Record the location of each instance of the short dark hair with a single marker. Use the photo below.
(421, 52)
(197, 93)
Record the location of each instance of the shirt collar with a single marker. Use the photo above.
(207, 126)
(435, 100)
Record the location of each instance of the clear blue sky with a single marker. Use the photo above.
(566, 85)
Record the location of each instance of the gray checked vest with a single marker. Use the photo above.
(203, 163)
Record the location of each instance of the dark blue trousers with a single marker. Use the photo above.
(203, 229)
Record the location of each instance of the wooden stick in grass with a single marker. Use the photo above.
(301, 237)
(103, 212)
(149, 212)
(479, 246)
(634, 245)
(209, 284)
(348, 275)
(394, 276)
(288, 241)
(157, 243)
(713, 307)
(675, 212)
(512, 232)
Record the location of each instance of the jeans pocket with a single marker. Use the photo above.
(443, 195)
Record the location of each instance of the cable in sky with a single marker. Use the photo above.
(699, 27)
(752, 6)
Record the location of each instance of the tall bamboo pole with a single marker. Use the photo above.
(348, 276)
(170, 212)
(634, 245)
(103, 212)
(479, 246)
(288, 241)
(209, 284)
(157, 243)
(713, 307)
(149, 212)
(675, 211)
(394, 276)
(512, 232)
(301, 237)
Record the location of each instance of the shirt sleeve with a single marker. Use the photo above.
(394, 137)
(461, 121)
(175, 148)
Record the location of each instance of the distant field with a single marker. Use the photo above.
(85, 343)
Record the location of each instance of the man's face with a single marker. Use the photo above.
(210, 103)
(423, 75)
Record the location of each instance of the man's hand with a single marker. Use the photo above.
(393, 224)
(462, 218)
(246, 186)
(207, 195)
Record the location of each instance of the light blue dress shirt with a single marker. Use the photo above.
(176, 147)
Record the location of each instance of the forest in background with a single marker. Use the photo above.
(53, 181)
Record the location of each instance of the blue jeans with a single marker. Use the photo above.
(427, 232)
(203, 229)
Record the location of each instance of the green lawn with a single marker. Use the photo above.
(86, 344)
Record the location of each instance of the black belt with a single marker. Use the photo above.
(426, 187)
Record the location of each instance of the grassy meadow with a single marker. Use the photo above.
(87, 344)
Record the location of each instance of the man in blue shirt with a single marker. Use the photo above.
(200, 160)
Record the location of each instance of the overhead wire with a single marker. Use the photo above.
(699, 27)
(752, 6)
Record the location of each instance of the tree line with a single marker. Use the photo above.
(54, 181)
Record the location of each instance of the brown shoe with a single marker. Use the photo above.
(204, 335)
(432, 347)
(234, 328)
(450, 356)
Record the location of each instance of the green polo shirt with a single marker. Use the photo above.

=-=-=-=-=

Your task = Rewrite the rows from the line with "Record the location of each instance of the black" through the end of the rows, requests included, and shift each answer coordinate by adding 144 to both of its numbers.

Solution for this exercise =
Record the location of each instance of the black belt with a single marker. Use the photo above.
(570, 331)
Record the location of each instance of the grassy meadow with a single marker. Use the photo above.
(231, 488)
Record the location of each instance of the man in blue shirt with a single marker. Use the photo above.
(344, 304)
Record the location of each instance of the overhead wire with a single marker. Use the photo above.
(843, 171)
(896, 150)
Record the location of each instance of the tree line with a single marker. Use the photo above.
(198, 325)
Record the location of each instance of the brown shoe with a single marker. Use the photo above.
(348, 479)
(576, 491)
(378, 472)
(594, 500)
Record the location of each instance of the green polo shirt with a single marker. Use the photo above.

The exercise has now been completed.